*RECORDS TO USE*
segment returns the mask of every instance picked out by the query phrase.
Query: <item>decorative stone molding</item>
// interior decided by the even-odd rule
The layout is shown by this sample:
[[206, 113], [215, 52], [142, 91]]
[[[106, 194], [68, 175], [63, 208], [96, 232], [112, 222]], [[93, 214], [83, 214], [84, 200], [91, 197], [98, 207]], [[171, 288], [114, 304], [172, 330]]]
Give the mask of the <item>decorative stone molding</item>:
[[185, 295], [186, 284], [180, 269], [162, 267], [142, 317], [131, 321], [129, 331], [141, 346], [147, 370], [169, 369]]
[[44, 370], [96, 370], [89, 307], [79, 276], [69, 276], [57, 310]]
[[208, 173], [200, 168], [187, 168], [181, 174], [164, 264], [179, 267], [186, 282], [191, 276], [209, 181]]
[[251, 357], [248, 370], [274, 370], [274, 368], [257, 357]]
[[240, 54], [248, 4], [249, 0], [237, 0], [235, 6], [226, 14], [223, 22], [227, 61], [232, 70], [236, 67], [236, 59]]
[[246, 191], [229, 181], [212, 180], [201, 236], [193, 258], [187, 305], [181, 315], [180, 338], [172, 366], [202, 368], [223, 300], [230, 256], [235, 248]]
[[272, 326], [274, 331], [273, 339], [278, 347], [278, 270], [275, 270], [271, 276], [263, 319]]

*TO DO*
Please retype, with no changes, the lines that run from the first line of the entries to the line with "304], [172, 330]]]", both ends included.

*RESPONSE FOR THIS EXERCISE*
segment returns the mask of every instance picked out by the query phrase.
Query: <item>decorative stone molding</item>
// interior decided by the even-odd rule
The layout is shown by this sample:
[[206, 113], [215, 52], [142, 91]]
[[[106, 194], [68, 175], [63, 208], [96, 232], [112, 222]], [[93, 214], [83, 214], [84, 200], [91, 197], [98, 207]], [[171, 288], [114, 304], [172, 330]]]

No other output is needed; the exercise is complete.